Work to complete —
Exactly transcribe the line that holds "Give one point for each instance of the bracelet" and every remaining line of the records, up to and including the final one, with nothing else.

•••

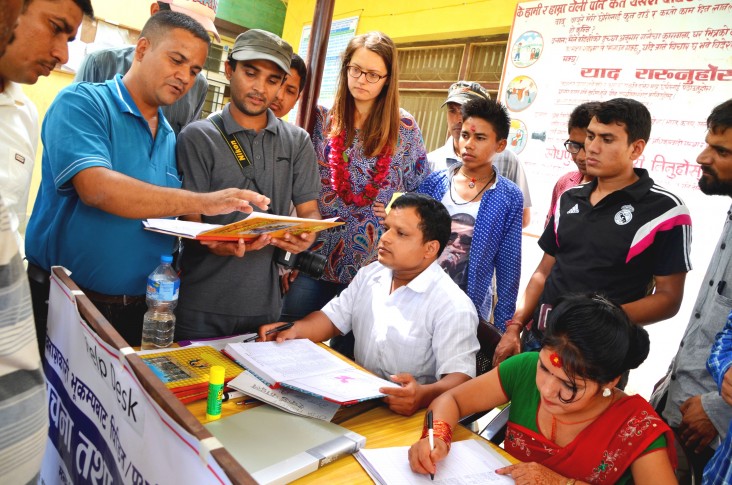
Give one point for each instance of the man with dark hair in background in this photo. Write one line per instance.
(617, 235)
(45, 27)
(119, 169)
(575, 145)
(291, 89)
(506, 162)
(693, 406)
(104, 64)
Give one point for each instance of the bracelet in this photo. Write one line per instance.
(441, 429)
(514, 322)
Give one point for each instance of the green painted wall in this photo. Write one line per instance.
(254, 14)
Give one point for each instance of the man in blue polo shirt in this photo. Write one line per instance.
(621, 234)
(109, 161)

•••

Response to this task —
Give one point for each instance of the bracelet in this photo. Write one line per instance.
(441, 429)
(514, 322)
Give one point for each instance of the green painted wall in this photo. Write one line per instance.
(254, 14)
Give one point for each instance of the man in blue polo shirt in this photo. Write one line per instance.
(621, 234)
(109, 161)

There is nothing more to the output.